| Excerpt provided |
....

Truss Interview: CSV Normalization

This is my response to the CSV normalization problem.

How to Run

I would prefer this to be run on macOS 11.2+. I have developed this in macOS 10.15.7. This program requires Python 3.7. Depending on your setup, your default version of Python may be Python 2.7, which has been deprecated (so hopefully it is not your default version), or Python 3.7. You can determine which version of Python you use by opening up Terminal and running python --version. If you find yourself using Python 2.7, please substitute python3.7 (or however you call Python 3.7 as you may very well not be using the laptop you got before starting college and have proper Python version switching configured) for python and pip3.7 (same spiel as the Python 3.7 command) for pip in the following instructions.

Make sure you have Python 3.7 installed.
Install pytz, a library which handles timezone calculations, if you do not have it already. You may do so by running: pip install pytz
Install rfc3339 by running: pip install rfc3339
Run the program with the following command: python normalizer.py < [input CSV file].csv > [output CSV file].csv

In an ideal world, I would have created an easily replicable environment (perhaps using Docker) in which pytz, rfc3339, and Python 3.7 were installed.

....

| Entries supplied |
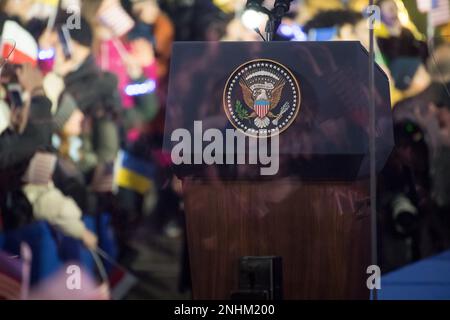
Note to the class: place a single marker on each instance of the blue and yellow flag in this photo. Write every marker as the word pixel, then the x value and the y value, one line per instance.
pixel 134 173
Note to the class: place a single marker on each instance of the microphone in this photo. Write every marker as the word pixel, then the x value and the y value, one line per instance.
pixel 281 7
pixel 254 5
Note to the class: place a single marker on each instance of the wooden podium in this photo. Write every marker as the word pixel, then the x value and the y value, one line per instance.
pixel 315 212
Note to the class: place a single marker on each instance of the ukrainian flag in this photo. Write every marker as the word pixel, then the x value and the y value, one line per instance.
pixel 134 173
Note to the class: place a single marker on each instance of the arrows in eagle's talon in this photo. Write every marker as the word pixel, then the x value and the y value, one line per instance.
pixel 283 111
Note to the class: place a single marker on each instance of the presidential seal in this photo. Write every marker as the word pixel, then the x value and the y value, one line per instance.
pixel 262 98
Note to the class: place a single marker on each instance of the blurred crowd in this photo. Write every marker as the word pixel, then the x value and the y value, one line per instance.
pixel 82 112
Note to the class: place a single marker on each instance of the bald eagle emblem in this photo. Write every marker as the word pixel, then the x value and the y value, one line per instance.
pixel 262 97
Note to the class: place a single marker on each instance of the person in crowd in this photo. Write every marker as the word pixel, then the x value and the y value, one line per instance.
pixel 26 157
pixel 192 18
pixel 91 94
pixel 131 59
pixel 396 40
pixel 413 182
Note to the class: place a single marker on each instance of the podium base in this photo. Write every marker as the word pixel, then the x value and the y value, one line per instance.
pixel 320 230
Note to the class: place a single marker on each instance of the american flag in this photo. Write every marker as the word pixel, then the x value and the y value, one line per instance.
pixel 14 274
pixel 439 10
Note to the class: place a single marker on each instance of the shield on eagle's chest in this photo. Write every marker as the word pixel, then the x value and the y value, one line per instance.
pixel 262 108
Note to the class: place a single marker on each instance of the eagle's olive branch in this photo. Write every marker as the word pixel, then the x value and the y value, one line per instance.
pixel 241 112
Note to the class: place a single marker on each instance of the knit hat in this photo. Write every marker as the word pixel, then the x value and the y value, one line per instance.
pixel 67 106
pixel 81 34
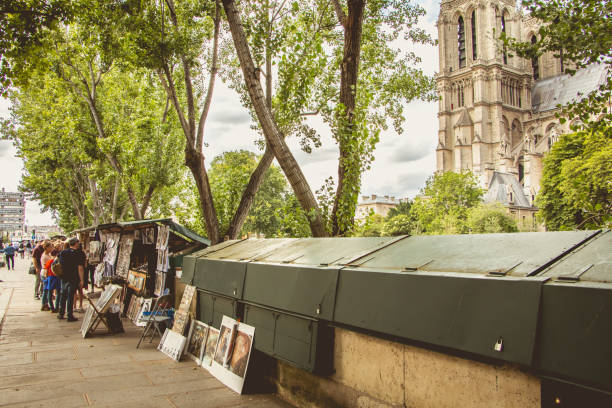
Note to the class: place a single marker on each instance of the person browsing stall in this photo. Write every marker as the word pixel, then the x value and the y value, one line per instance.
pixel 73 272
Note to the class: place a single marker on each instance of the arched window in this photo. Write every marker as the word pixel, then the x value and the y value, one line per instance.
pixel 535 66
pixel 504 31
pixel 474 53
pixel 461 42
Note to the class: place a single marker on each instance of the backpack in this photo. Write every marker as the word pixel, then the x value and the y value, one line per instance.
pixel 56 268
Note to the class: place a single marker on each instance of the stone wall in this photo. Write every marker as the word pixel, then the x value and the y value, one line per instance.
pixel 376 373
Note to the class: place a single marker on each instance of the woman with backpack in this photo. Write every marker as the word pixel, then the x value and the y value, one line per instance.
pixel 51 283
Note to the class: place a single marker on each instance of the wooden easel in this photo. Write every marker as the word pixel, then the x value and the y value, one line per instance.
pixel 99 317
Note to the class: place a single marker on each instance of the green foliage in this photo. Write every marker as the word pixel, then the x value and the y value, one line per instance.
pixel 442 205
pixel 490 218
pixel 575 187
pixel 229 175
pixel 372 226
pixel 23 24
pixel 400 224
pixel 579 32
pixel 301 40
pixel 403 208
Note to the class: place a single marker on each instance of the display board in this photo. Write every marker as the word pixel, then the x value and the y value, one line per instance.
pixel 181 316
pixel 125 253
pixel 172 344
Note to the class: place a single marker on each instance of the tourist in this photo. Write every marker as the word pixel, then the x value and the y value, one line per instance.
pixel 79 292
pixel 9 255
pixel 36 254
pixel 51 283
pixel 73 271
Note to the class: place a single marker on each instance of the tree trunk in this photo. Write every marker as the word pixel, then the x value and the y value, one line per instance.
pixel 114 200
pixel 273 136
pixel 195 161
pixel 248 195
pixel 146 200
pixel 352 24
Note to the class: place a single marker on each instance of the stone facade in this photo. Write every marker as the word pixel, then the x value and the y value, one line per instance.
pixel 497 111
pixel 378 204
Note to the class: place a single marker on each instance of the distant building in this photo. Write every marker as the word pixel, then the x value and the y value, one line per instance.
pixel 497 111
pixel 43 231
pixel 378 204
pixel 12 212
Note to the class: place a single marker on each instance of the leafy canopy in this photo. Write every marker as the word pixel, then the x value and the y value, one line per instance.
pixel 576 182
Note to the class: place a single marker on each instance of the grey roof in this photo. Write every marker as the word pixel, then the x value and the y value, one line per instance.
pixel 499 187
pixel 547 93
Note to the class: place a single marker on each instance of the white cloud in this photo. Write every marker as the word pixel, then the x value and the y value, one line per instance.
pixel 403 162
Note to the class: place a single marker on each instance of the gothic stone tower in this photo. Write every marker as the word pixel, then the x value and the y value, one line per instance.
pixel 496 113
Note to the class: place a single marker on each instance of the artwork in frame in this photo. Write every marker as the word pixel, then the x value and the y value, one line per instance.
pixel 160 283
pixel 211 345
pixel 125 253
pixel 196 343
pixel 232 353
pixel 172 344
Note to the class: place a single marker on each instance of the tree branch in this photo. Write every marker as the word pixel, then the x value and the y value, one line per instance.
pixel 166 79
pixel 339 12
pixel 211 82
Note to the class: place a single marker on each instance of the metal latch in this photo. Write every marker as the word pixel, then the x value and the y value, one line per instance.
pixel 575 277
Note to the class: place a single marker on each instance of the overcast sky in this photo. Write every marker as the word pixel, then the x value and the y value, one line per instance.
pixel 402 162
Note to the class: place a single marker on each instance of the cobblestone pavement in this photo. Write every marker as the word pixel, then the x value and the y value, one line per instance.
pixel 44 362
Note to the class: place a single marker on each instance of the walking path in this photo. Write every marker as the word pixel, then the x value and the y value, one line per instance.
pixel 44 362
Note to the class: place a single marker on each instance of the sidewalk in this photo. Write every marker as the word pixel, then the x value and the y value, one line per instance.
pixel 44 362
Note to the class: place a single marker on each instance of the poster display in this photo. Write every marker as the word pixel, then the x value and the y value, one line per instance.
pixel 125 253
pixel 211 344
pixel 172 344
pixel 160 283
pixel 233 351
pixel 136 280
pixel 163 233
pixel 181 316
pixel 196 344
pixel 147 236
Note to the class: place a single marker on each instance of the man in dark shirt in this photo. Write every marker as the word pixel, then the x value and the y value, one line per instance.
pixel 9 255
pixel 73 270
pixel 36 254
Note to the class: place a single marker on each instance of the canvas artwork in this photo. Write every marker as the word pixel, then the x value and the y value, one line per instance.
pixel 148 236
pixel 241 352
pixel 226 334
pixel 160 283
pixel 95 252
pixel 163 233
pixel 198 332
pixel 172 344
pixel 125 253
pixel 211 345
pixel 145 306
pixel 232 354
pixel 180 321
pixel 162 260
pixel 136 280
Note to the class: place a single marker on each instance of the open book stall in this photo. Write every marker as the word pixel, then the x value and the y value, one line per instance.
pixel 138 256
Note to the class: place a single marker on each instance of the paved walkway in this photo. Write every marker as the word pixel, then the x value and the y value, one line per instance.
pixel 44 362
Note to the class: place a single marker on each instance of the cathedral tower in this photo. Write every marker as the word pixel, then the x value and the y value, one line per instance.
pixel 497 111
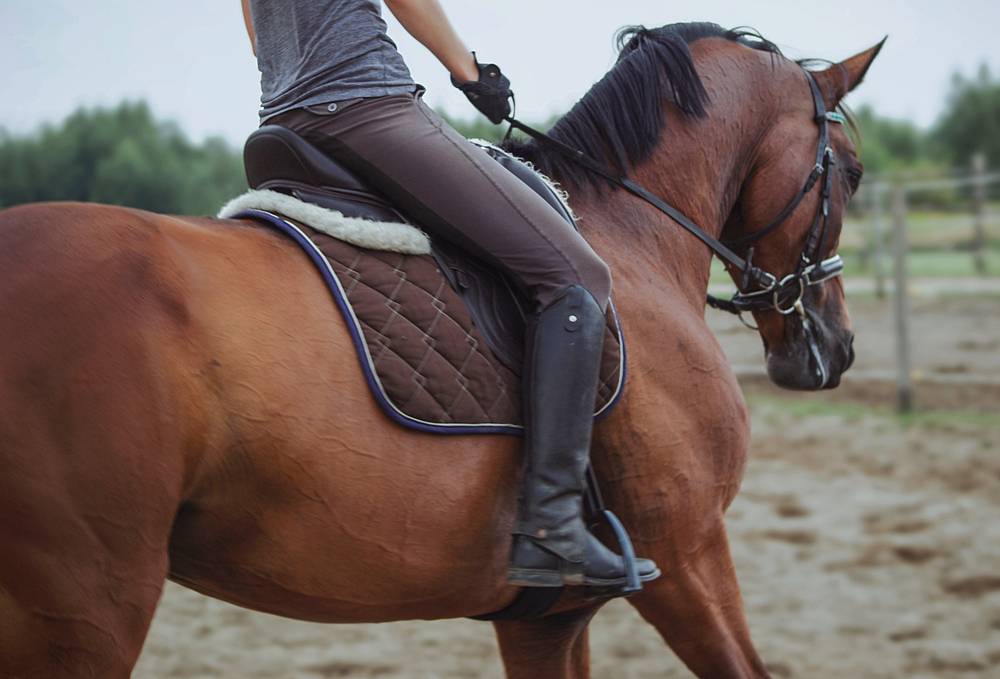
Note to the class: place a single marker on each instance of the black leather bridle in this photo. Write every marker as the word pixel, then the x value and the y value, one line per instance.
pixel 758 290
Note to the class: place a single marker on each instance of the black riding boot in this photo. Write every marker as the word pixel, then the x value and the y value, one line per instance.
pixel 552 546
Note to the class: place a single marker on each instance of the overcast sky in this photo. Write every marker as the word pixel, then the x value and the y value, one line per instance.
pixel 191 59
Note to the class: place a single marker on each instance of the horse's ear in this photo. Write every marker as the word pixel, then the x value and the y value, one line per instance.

....

| Exercise tasks |
1) According to the CSV normalization page, which version of Python does the program require?
2) Transcribe everything in the CSV normalization page from "Truss Interview: CSV" down to "the following instructions.".

| Responses per task |
1) Python 3.7

2)
Truss Interview: CSV Normalization

This is my response to the CSV normalization problem.

How to Run

I would prefer this to be run on macOS 11.2+. I have developed this in macOS 10.15.7. This program requires Python 3.7. Depending on your setup, your default version of Python may be Python 2.7, which has been deprecated (so hopefully it is not your default version), or Python 3.7. You can determine which version of Python you use by opening up Terminal and running python --version. If you find yourself using Python 2.7, please substitute python3.7 (or however you call Python 3.7 as you may very well not be using the laptop you got before starting college and have proper Python version switching configured) for python and pip3.7 (same spiel as the Python 3.7 command) for pip in the following instructions.